Your move: Don’t obsess about what you eat, but do be strategic about it, says study author Jamie Cooper, Ph.D., an associate professor of food and nutrition at the University of Georgia. If you overindulge during Thanksgiving dinner, don’t sweat it—but also don’t gorge on leftovers for days afterward. Freeze extra food to eat in small portions during the next month or two. “Be careful about how and what you eat at holiday parties as well,” suggests Cooper. “If you’re going to a potluck, bring a healthy dish, because then you’ll know you have at least one nutritious option.” (Our suggestion: Roasted fennel and farro salad.)

Myth: You’re too busy to work out
Fact: “You’re not—especially during the holidays,” says Dale Wagner, Ph.D., an associate professor at Utah State University who studies holiday weight gain. Sure, high-calorie meals make you sluggish, and cold weather makes outdoor workouts unappealing. But if you’re cashing in extra PTO days in November and December, you probably have more hours than usual to sneak in a workout despite an increased demand to play Candy Land and watch The Grinch, says Wagner.
Your move: Get creative about burning calories. “Look at additional free time as an opportunity to do things that you normally wouldn’t do,” says Wagner, who suggests cross-country skiing or snowshoeing with family or friends instead of, say, sitting around the fire or television. Performed a moderate intensity, cross-country skiing torches as many calories as cross-country running (643 calories per hour on average for a 150 pound individual), while snowshoeing is similar to hiking (379 calories per hour on average).

Myth: If you’re already fit, you’re less likely to plump up
Fact: Being in shape doesn’t shield you from the effects of overindulgence and inactivity, according to a recent study in the American Journal of Clinical Nutrition. Yes, you have more “metabolically active tissue” (i.e., muscle) than most people. Yes, your metabolism operates in a higher gear if you work out regularly. No, those benefits don’t last long or protect you from a 3,000-calorie meal, like the average Thanksgiving dinner. “Generally, the benefits start to fade after a few days,” says study author Dale Schoeller, Ph.D., a professor emeritus of nutritional sciences at the University of Wisconsin. Stretch that out to two weeks, and your belly fat can rise by 7 percent, according to a meta-analysis in theJournal of Applied Physiology.
Your move: Stay focused. You don’t have to do the workouts you normally do, but do something (like the activities mentioned above). “And if you can, increase your step count to offset the caloric cost of indulgences,” says Schoeller. A brisk 30 minute walk can burn approximately 154 calories. An even better goal is to increase your total daily step count. Shoot for at least 7,500 steps a day, and do at least 3,000 of them at a cadence of 100 steps per minute, suggest researchers at the Walking Behavior Laboratory at the Pennington Biomedical Research Center in Baton Rouge, Louisiana.
════
» Tasks to carry out
[1] In the holiday weight article, how many steps a day do the researchers at the Walking Behavior Laboratory recommend?
[2] For each statement, decide whether it agrees with the holiday weight article. Answer yes or no and quote the deciding words.
(a) Dale Wagner is an associate professor at Utah State University.
(b) Snowshoeing burns about as many calories per hour as cross-country running.
(c) The average Thanksgiving dinner is a 3,000-calorie meal.
════
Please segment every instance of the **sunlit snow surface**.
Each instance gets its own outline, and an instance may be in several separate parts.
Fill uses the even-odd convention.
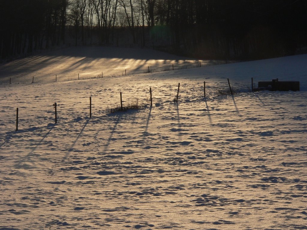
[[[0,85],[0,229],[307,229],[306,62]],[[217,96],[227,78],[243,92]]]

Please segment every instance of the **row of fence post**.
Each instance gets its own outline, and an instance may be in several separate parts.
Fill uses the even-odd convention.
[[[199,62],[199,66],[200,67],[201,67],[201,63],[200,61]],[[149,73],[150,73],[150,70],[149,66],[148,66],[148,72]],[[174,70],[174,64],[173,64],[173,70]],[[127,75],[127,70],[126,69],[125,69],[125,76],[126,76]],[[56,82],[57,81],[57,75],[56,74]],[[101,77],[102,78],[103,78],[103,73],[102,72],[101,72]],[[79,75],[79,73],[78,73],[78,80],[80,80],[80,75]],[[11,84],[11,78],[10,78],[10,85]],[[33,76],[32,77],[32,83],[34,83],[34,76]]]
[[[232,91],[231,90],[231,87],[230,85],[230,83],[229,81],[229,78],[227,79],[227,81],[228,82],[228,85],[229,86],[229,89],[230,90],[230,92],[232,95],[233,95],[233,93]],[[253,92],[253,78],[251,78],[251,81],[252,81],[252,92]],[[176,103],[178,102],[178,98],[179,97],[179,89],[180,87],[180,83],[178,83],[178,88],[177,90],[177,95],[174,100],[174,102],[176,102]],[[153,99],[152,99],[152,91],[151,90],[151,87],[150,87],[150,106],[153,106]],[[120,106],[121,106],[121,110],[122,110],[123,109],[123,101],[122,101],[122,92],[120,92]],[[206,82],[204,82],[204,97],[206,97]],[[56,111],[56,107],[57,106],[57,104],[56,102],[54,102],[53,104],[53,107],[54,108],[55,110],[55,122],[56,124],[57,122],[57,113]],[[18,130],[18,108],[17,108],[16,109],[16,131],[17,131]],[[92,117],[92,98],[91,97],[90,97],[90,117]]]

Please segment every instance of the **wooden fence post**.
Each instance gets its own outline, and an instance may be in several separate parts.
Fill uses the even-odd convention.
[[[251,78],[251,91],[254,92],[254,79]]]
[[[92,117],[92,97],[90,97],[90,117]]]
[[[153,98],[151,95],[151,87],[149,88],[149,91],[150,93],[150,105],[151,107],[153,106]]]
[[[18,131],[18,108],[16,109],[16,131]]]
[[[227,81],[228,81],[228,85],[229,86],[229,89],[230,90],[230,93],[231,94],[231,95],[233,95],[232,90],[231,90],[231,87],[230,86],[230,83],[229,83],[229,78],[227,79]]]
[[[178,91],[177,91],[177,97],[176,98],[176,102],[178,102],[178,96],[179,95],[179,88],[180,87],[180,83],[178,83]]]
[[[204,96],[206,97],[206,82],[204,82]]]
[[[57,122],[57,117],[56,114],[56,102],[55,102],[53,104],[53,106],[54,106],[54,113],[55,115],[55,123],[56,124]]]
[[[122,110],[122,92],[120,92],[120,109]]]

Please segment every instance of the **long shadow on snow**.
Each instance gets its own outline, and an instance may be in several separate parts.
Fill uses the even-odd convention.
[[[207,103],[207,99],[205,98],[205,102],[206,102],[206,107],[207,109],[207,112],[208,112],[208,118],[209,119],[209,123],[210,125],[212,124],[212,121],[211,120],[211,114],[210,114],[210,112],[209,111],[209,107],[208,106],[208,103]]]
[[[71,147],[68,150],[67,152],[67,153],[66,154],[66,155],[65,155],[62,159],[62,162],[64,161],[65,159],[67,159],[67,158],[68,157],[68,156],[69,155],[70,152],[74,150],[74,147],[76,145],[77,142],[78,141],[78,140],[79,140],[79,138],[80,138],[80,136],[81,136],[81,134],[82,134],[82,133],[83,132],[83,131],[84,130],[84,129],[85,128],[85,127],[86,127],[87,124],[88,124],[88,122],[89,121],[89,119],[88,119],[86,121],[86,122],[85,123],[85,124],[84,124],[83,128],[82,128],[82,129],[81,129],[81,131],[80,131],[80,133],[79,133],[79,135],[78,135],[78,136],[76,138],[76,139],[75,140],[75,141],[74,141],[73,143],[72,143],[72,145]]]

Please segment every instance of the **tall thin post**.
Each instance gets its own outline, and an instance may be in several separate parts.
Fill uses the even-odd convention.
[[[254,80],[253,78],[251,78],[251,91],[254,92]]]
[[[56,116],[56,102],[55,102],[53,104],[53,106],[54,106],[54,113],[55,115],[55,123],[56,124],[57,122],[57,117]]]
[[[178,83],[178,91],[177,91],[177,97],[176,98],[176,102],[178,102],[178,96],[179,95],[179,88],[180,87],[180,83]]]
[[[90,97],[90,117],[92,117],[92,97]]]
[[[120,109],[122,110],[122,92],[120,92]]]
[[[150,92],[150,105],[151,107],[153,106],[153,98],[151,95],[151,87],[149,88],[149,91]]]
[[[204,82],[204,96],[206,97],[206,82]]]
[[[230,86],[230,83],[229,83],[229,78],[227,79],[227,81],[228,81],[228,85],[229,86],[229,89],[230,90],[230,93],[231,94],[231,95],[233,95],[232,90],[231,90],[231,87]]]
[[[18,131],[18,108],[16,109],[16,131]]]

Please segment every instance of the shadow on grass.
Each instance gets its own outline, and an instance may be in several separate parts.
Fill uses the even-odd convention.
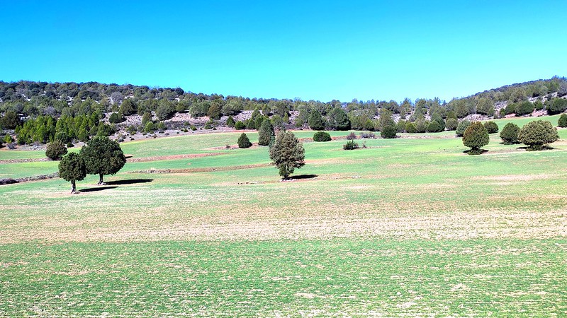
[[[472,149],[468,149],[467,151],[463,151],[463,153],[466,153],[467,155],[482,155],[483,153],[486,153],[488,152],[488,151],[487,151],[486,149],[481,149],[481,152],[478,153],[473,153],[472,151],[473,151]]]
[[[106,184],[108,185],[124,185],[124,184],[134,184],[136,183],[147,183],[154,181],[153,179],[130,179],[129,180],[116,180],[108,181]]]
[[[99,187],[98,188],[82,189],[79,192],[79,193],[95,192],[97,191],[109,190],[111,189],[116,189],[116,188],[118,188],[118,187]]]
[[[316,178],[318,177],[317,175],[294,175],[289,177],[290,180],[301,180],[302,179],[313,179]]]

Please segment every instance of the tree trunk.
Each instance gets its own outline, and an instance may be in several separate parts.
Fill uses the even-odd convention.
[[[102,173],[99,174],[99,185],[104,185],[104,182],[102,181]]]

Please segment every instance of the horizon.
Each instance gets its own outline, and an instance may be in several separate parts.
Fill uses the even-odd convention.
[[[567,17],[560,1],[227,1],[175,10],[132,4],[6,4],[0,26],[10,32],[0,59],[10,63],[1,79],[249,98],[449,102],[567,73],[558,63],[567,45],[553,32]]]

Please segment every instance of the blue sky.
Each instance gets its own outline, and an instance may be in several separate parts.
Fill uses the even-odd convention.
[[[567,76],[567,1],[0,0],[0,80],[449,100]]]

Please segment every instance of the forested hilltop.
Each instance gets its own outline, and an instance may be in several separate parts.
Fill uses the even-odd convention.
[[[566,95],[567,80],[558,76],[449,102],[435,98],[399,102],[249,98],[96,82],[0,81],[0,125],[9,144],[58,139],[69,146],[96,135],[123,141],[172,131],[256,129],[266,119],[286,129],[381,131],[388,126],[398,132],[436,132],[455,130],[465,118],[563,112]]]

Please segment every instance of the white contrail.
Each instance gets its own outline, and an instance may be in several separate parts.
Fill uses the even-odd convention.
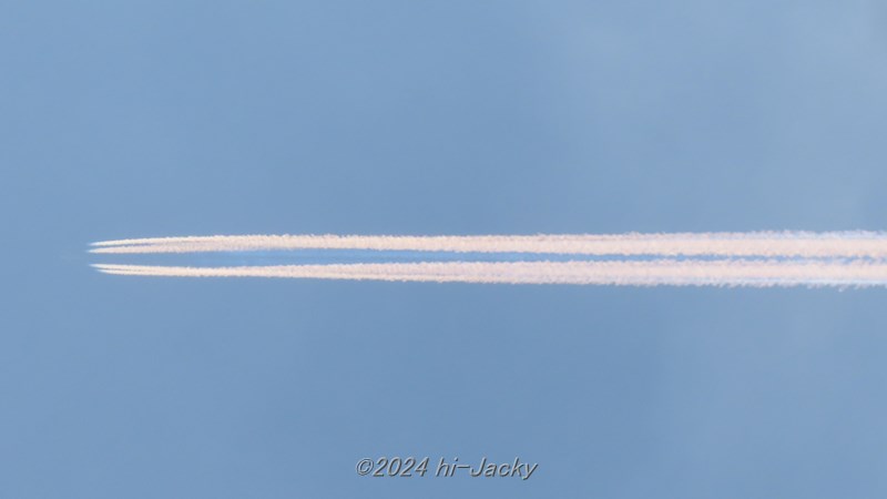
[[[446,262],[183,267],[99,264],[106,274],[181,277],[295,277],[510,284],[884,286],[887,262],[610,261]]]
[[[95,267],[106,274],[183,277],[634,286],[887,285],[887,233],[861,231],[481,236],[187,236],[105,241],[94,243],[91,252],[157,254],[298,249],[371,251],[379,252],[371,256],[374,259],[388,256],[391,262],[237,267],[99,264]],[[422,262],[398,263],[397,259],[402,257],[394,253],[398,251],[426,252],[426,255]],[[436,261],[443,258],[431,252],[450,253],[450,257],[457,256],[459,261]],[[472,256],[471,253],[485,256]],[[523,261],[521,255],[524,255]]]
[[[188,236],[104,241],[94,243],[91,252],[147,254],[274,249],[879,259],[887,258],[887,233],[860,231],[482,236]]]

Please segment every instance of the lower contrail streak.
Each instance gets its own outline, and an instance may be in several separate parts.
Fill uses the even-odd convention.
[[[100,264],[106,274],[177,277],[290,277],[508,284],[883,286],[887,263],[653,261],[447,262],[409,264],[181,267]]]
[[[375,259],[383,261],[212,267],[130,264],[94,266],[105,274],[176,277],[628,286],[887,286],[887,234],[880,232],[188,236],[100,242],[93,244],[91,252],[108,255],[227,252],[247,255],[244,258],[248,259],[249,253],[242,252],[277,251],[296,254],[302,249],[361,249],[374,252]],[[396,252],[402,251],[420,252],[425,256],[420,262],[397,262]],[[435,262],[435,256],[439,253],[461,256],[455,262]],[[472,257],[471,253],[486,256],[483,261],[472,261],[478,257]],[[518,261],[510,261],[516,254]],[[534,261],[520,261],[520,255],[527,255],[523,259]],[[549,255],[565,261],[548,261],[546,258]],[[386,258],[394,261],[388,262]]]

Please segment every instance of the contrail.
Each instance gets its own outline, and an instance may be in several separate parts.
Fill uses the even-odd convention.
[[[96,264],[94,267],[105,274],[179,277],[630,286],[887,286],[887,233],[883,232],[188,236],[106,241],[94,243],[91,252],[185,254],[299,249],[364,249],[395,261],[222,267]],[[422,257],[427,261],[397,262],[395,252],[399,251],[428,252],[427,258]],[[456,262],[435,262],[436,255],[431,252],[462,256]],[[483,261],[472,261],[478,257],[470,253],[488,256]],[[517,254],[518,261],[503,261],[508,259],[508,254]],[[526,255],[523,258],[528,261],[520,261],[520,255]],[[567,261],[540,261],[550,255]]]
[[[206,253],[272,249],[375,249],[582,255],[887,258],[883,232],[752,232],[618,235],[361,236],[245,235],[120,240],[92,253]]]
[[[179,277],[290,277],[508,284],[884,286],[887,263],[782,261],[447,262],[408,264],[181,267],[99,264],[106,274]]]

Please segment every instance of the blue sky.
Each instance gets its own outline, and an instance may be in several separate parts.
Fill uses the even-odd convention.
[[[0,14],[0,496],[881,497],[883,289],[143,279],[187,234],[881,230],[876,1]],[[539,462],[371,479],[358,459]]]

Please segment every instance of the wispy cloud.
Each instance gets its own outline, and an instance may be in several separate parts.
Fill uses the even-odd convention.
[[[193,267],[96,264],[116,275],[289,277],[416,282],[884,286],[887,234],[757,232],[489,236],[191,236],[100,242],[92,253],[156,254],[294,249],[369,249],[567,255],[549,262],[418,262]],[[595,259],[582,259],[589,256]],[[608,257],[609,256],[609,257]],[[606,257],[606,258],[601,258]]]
════
» Task responses
[1] At least 7,500 steps a day, with at least 3,000 of them at a cadence of 100 steps per minute.

[2]
(a) Yes: "Dale Wagner, Ph.D., an associate professor at Utah State University who studies holiday weight gain"
(b) No: "snowshoeing is similar to hiking (379 calories per hour on average)"
(c) Yes: "a 3,000-calorie meal, like the average Thanksgiving dinner"